» Instructions for the task: Rewrite every item below with "top-left corner" swapped for "upper-left corner" and nothing else altered.
___ Dataset records
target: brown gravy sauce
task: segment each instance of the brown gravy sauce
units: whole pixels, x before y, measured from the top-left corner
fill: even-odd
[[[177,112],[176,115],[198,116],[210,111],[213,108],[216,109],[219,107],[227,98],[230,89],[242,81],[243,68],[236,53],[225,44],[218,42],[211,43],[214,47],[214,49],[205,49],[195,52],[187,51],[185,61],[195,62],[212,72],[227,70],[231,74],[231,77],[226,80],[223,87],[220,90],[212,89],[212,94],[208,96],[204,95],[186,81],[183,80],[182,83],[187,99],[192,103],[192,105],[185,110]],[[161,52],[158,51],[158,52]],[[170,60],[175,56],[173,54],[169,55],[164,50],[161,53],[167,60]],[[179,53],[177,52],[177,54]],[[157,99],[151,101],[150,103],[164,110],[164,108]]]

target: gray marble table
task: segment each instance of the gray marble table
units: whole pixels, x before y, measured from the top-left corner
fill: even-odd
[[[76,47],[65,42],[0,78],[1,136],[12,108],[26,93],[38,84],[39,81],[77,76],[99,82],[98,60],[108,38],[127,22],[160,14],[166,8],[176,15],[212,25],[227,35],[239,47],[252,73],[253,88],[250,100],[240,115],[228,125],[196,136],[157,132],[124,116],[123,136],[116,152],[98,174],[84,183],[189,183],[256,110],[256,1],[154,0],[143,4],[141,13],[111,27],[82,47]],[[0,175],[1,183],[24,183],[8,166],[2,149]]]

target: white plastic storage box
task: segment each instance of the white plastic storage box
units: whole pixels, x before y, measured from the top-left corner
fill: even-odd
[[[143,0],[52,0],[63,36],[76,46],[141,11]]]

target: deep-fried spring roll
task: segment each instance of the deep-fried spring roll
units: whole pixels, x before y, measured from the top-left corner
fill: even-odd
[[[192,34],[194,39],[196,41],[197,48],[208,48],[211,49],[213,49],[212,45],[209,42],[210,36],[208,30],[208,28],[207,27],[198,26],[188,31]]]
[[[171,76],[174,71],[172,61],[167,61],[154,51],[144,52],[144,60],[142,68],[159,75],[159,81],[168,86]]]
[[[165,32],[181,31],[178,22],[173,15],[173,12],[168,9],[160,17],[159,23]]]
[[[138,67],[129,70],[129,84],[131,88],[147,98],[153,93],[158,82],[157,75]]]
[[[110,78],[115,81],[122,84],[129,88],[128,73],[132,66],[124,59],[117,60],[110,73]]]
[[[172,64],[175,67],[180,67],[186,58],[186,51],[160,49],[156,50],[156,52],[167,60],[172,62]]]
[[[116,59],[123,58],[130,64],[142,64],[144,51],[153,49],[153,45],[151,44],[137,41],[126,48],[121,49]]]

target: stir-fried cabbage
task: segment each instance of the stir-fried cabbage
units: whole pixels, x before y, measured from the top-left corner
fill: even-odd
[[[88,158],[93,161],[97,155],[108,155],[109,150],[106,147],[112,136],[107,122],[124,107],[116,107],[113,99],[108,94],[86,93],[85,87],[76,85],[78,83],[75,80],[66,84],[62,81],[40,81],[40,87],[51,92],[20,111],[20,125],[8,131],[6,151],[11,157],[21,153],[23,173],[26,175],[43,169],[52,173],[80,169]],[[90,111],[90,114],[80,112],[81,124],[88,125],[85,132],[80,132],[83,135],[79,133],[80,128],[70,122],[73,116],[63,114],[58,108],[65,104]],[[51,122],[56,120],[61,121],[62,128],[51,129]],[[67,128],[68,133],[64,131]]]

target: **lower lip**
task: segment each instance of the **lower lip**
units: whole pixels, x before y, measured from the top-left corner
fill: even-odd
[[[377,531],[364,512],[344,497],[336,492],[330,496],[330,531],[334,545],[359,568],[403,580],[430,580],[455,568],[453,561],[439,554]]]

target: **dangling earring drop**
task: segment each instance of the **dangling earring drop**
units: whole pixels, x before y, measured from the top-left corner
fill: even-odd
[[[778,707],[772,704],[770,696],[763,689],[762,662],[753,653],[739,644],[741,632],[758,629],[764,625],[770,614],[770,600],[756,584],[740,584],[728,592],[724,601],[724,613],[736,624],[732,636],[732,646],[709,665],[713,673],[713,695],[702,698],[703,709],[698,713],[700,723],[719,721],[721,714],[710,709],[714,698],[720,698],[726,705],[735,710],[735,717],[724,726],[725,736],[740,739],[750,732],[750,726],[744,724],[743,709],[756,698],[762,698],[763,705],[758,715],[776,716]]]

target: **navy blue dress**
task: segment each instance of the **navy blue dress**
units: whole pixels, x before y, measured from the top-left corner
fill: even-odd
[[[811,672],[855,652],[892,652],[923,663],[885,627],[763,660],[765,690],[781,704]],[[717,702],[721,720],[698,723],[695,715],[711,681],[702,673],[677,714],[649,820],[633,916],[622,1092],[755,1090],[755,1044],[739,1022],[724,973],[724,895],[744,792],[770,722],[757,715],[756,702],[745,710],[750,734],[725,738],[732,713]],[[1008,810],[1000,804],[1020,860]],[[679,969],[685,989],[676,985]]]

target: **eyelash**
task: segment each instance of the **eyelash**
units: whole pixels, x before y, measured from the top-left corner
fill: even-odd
______
» Task output:
target: brown gravy sauce
task: segment each instance of the brown gravy sauce
units: whole pixels, x before y, measured from the upper-left corner
fill: even-odd
[[[177,112],[176,115],[198,116],[210,111],[213,108],[216,109],[219,107],[227,98],[230,89],[242,81],[243,68],[236,53],[225,44],[218,42],[211,43],[214,47],[214,49],[205,49],[195,52],[187,51],[185,61],[195,62],[212,72],[227,70],[231,74],[231,77],[226,80],[223,87],[220,90],[212,89],[212,94],[208,96],[204,95],[186,81],[183,80],[182,83],[187,99],[192,103],[192,105],[185,110]],[[161,52],[158,51],[158,52]],[[170,60],[175,56],[173,54],[169,55],[164,50],[161,53],[167,60]],[[179,53],[177,52],[177,54]],[[157,99],[151,101],[150,103],[164,110],[164,108]]]

target: gray marble table
task: segment each instance of the gray marble table
units: whole pixels, x before y, measured from the upper-left corner
fill: even-odd
[[[76,47],[65,42],[0,78],[1,136],[12,108],[26,93],[38,84],[39,81],[77,76],[99,82],[98,60],[108,38],[127,22],[160,14],[166,8],[176,15],[212,25],[227,35],[239,47],[252,73],[253,88],[250,100],[240,115],[228,125],[196,136],[157,132],[124,116],[123,136],[116,152],[98,174],[84,183],[189,183],[256,110],[256,1],[154,0],[143,4],[141,13],[111,27],[82,47]],[[0,175],[1,183],[24,183],[8,166],[2,149]]]

target: white plastic storage box
task: segment each instance of the white plastic storage box
units: whole pixels, x before y, measured from the upper-left corner
fill: even-odd
[[[143,0],[52,0],[63,36],[76,46],[141,11]]]

target: deep-fried spring roll
task: segment each instance of the deep-fried spring roll
units: whole pixels, x before y, measured from the upper-left corner
fill: even-odd
[[[192,34],[194,39],[196,41],[197,48],[208,48],[211,49],[213,49],[212,45],[209,42],[210,36],[208,30],[208,28],[207,27],[198,26],[188,31]]]
[[[171,76],[174,71],[172,61],[167,61],[154,51],[144,52],[144,60],[142,68],[159,75],[159,81],[168,86]]]
[[[165,32],[181,31],[178,22],[173,15],[173,12],[168,9],[160,17],[159,23]]]
[[[138,67],[129,70],[129,84],[131,88],[147,98],[153,93],[158,82],[157,75]]]
[[[110,78],[115,81],[122,84],[129,88],[128,73],[132,66],[124,59],[117,60],[110,73]]]
[[[172,64],[175,67],[180,67],[186,58],[186,51],[160,49],[156,50],[156,52],[167,60],[172,62]]]
[[[116,59],[123,58],[130,64],[142,64],[144,51],[153,49],[153,45],[151,44],[137,41],[126,48],[121,49]]]

target: stir-fried cabbage
task: segment each instance of the stir-fried cabbage
units: whole pixels, x before y, measured from the upper-left corner
fill: even-odd
[[[88,158],[93,161],[97,155],[108,155],[109,150],[106,147],[112,136],[107,122],[124,107],[116,107],[113,99],[108,94],[86,93],[85,87],[76,85],[78,83],[75,80],[66,84],[62,81],[40,81],[40,87],[51,92],[20,111],[20,125],[8,131],[6,151],[11,157],[21,153],[23,173],[26,175],[43,169],[52,173],[80,169]],[[90,111],[90,114],[80,112],[81,124],[88,125],[85,132],[80,132],[83,135],[79,133],[80,128],[70,122],[73,116],[63,114],[58,108],[65,104]],[[51,122],[56,120],[61,121],[62,128],[51,129]],[[67,128],[68,133],[64,131]]]

target: **lower lip**
task: segment each instance of the **lower lip**
units: whole pixels, x before y, measured from the upper-left corner
fill: even-odd
[[[377,531],[364,512],[344,497],[336,492],[330,496],[330,531],[334,545],[359,568],[403,580],[430,580],[455,568],[453,561],[439,554]]]

target: **dangling earring drop**
task: segment each instance of the **dangling earring drop**
units: whole pixels, x before y, measured from the upper-left corner
fill: even-odd
[[[778,707],[772,704],[770,696],[763,689],[762,662],[753,653],[739,644],[741,632],[758,629],[764,625],[770,614],[770,600],[756,584],[740,584],[728,592],[724,601],[724,613],[736,624],[732,636],[732,646],[709,665],[713,673],[713,695],[702,698],[703,709],[698,713],[700,723],[719,721],[721,714],[710,709],[714,698],[720,698],[726,705],[735,710],[735,717],[724,726],[725,736],[740,739],[750,732],[750,726],[744,724],[743,709],[756,698],[762,698],[763,705],[758,715],[776,716]]]

target: **navy blue dress**
task: segment each instance of the **navy blue dress**
units: whole pixels, x before y, measured from the upper-left corner
fill: even-odd
[[[811,672],[855,652],[892,652],[923,663],[885,627],[763,660],[765,690],[781,704]],[[717,702],[721,720],[698,723],[695,715],[711,681],[702,673],[677,714],[649,820],[633,916],[622,1092],[755,1090],[755,1044],[739,1022],[724,973],[724,895],[744,792],[770,722],[757,715],[756,702],[745,710],[750,734],[725,738],[732,713]],[[1008,810],[1000,804],[1020,860]],[[679,969],[685,989],[676,985]]]

target: **eyelash**
task: segment each instance of the **eyelash**
units: whole pixels, x before y, measured from the upper-left corner
fill: even-odd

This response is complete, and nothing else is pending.